EXERCISE INSTRUCTIONS:
Which lines below hold the word "helmet"? Report each one.

-- STUDY MATERIAL follows --

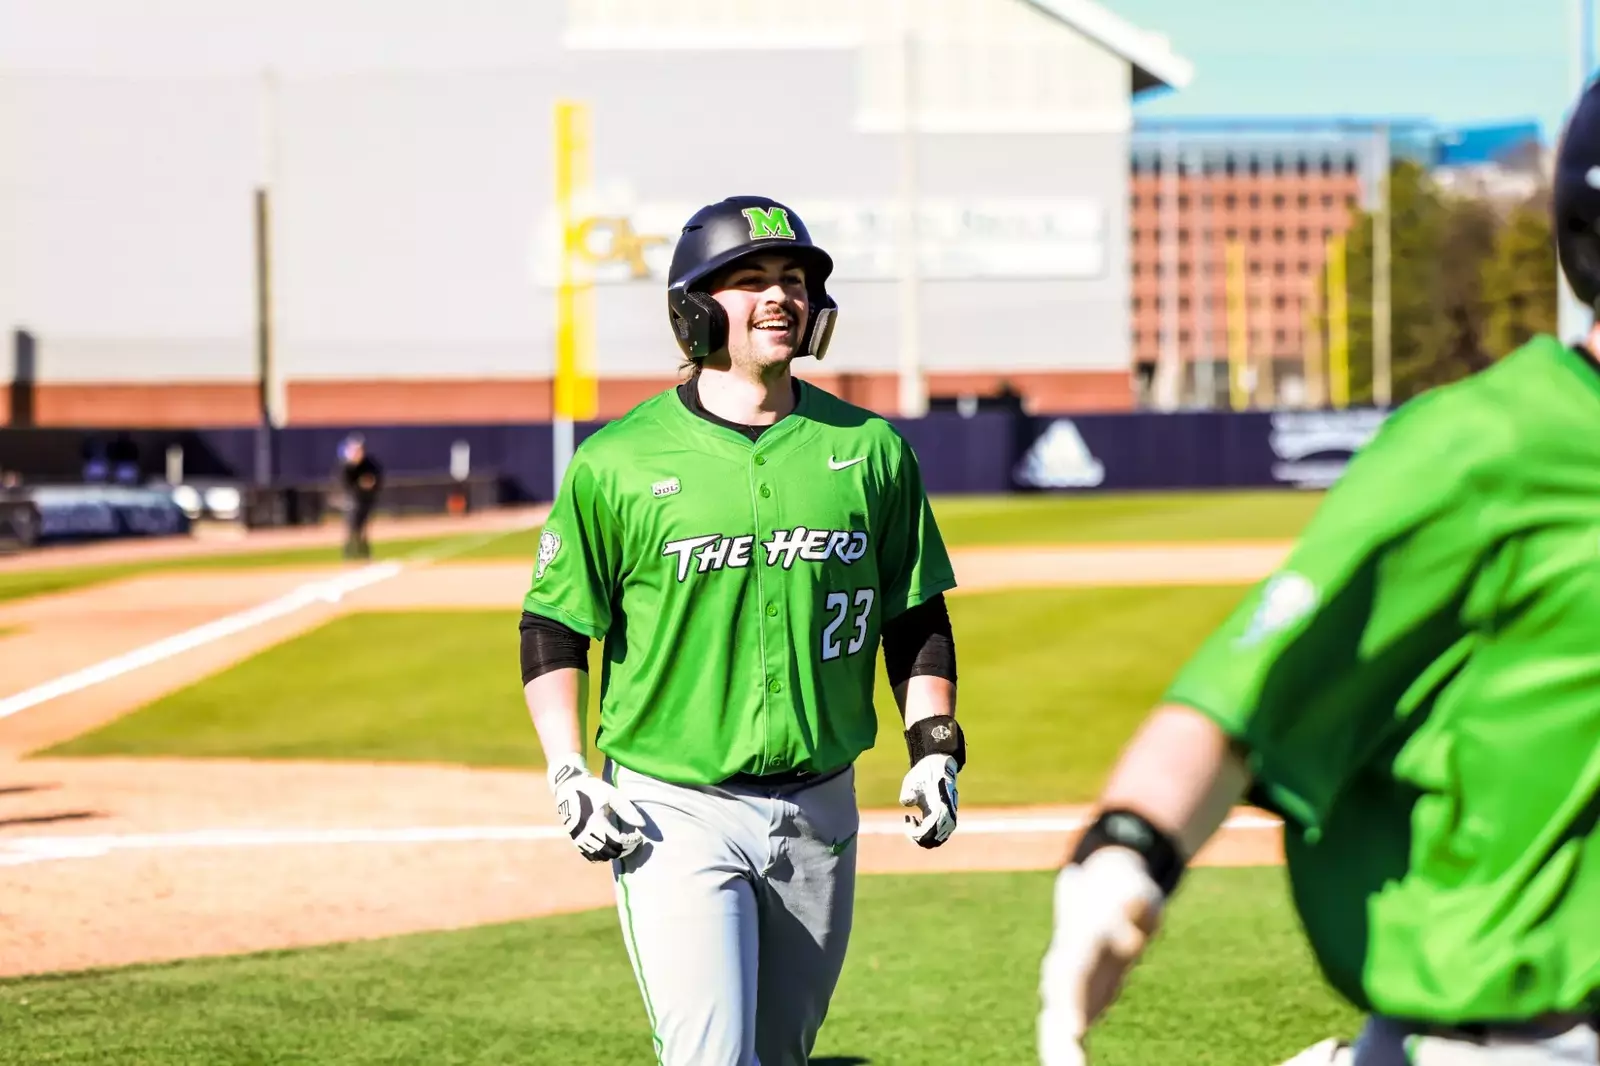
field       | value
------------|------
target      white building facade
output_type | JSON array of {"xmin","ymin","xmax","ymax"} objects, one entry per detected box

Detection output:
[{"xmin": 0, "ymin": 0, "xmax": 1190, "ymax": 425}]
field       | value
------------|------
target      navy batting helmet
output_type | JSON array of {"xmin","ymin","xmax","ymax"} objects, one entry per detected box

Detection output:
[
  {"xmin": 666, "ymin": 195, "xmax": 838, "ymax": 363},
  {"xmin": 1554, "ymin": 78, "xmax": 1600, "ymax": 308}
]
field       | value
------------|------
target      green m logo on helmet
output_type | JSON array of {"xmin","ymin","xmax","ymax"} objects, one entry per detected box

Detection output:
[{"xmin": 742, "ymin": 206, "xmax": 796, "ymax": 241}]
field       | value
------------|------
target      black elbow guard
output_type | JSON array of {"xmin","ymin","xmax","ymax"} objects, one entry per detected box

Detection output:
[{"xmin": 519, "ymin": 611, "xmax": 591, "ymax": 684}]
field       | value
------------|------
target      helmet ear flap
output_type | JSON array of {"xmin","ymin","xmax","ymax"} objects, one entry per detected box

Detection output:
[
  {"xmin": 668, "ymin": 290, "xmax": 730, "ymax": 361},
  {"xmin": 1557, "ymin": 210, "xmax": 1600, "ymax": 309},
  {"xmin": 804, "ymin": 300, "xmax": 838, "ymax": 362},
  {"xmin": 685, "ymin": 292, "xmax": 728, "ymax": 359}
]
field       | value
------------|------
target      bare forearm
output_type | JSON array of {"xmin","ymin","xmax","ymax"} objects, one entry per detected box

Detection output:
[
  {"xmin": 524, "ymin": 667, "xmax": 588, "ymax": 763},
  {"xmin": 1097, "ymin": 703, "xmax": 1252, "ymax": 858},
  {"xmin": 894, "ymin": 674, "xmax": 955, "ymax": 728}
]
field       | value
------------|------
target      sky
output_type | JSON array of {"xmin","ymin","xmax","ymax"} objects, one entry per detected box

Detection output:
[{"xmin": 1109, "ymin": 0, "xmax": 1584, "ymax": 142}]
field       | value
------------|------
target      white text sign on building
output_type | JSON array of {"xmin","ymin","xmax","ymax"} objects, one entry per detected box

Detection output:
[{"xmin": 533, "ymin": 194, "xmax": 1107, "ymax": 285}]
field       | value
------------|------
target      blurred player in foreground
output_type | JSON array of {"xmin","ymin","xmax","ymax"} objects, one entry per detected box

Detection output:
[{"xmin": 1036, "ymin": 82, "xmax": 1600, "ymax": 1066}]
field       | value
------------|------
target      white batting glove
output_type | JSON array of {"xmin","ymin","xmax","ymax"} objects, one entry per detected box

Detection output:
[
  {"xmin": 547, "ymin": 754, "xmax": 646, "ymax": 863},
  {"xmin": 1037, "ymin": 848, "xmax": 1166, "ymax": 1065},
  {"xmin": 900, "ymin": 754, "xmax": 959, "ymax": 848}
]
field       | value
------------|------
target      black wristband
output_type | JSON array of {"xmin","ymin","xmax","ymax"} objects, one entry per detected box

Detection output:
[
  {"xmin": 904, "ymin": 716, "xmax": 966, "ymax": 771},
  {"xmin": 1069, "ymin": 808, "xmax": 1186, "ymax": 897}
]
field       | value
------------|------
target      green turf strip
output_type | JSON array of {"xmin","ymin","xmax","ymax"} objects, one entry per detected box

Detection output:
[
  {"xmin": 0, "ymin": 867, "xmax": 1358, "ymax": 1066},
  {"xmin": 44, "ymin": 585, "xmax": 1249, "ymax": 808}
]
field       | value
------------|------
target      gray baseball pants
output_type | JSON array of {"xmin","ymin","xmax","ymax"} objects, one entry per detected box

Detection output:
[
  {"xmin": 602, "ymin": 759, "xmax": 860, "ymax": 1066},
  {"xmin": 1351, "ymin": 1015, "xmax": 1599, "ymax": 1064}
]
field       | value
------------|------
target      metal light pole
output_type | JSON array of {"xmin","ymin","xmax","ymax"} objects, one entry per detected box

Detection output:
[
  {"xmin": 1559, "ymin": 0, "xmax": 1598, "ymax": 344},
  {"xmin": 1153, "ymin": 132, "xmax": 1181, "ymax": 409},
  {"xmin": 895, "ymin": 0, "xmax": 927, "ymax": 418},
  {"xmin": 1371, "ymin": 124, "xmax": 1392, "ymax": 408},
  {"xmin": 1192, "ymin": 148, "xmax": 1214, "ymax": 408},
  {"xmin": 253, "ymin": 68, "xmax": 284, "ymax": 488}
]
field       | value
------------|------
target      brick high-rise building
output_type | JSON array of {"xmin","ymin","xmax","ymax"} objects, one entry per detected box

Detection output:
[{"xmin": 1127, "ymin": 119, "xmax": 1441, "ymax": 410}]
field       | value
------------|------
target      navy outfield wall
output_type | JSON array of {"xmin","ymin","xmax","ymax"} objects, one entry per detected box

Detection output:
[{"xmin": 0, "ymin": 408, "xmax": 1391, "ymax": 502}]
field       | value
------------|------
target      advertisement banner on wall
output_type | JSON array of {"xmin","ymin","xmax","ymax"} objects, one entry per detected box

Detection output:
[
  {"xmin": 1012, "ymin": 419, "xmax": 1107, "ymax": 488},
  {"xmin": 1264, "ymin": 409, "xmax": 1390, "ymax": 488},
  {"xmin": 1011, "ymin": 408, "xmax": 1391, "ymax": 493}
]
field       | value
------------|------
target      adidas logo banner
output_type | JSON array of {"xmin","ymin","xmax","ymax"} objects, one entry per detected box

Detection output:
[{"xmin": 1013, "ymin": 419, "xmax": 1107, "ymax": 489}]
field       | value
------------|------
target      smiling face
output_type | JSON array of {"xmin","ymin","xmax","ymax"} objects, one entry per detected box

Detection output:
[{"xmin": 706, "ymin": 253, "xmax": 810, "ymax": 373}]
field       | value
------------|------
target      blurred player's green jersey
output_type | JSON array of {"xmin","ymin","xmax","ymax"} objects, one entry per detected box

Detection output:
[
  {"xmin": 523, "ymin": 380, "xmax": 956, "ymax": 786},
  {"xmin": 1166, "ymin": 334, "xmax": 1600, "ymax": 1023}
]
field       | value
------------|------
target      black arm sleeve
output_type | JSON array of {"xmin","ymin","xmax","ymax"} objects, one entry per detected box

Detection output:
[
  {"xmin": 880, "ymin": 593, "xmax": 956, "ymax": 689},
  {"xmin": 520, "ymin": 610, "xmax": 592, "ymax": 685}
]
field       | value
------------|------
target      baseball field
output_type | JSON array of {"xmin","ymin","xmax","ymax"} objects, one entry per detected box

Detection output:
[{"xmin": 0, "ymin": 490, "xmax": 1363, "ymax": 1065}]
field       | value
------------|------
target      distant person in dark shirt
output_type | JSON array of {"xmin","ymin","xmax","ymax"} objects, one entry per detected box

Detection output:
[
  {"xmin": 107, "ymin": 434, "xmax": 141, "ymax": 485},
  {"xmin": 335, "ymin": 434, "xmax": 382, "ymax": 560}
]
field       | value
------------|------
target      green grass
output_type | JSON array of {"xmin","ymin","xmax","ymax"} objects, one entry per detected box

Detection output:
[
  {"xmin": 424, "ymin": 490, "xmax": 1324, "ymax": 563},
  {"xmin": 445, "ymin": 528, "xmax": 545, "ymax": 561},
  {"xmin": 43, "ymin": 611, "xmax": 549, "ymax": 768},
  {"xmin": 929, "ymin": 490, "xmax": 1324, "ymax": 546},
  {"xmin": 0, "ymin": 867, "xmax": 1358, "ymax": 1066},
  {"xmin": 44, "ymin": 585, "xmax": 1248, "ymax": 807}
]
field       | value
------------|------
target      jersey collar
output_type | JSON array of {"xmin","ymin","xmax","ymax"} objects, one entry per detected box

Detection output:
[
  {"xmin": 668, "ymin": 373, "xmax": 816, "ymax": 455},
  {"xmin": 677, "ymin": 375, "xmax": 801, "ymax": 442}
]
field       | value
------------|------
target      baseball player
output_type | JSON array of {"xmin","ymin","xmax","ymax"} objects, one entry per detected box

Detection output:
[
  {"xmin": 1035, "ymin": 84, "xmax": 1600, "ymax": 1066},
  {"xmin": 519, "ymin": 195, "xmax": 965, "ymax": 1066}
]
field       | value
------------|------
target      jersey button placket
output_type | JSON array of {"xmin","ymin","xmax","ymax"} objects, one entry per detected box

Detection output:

-- STUDY MATERIAL concluded --
-- STUDY MATERIAL follows --

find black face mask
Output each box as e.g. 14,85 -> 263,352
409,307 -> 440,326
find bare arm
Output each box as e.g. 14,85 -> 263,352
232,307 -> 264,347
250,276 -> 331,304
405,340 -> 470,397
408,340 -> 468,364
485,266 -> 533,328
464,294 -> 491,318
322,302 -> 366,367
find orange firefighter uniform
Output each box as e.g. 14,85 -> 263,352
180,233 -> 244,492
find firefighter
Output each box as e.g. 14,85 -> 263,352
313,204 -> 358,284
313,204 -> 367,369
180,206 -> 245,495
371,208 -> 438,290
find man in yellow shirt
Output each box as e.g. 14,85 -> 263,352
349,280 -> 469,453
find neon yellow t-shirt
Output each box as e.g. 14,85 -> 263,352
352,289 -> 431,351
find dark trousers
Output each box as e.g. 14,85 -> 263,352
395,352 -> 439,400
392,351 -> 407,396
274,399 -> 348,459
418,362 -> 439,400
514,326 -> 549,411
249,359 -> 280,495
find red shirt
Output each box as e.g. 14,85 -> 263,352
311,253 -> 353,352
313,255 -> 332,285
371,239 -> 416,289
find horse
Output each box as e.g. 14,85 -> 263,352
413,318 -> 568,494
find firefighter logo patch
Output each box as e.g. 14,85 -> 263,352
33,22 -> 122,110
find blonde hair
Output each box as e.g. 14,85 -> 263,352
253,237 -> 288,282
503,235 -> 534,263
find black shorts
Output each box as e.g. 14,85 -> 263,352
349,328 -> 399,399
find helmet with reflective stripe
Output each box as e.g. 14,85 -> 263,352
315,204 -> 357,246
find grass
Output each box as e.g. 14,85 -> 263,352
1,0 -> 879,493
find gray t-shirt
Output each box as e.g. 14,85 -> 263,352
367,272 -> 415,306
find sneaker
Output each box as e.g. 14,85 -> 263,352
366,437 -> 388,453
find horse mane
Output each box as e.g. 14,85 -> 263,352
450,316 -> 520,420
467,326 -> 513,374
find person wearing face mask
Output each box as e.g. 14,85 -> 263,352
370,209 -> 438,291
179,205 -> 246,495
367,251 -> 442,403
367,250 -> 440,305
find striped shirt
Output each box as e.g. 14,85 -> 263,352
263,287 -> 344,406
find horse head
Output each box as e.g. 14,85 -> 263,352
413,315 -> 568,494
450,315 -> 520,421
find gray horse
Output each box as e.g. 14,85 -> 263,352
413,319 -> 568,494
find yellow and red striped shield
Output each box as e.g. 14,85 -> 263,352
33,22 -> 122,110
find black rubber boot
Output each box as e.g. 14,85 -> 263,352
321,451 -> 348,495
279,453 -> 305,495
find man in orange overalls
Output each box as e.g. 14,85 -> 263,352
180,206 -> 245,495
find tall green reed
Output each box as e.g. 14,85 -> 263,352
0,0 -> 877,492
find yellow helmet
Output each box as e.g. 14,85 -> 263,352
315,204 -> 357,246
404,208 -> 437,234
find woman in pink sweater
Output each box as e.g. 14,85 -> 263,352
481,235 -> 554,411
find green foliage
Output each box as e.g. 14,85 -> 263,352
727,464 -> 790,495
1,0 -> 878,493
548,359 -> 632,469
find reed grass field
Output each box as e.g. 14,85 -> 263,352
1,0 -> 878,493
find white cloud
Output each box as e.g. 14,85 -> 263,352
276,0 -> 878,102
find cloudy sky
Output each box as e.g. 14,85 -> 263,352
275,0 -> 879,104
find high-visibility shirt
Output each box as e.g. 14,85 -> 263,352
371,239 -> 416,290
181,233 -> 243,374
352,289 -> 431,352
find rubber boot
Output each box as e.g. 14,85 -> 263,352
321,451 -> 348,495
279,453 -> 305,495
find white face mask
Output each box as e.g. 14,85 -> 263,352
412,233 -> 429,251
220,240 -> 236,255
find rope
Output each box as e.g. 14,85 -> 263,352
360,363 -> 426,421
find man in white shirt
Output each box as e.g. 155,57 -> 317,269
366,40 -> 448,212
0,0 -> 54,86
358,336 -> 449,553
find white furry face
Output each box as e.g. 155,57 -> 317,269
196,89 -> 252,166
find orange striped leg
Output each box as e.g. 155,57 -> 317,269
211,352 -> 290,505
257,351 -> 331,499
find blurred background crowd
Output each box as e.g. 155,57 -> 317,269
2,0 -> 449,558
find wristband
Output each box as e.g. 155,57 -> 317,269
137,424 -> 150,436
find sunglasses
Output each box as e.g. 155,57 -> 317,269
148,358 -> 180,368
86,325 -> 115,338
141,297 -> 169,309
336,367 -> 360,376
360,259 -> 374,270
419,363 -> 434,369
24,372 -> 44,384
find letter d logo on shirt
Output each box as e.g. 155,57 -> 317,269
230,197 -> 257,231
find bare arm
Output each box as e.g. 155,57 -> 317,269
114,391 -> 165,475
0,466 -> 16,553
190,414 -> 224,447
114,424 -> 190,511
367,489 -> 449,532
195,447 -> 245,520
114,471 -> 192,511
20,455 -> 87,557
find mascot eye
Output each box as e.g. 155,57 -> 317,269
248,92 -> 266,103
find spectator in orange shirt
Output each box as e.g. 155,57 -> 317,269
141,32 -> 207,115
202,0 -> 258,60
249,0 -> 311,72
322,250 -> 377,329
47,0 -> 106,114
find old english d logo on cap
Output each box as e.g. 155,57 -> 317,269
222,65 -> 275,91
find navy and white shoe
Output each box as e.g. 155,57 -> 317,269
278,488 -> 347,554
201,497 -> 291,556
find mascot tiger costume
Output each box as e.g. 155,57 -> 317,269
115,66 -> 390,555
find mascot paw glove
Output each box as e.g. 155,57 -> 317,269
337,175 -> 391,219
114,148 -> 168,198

-- STUDY MATERIAL concluded --

EXERCISE OUTPUT:
target      navy batting helmet
target      green m logo on helmet
target      helmet ear flap
find helmet with reflective stripe
find yellow helmet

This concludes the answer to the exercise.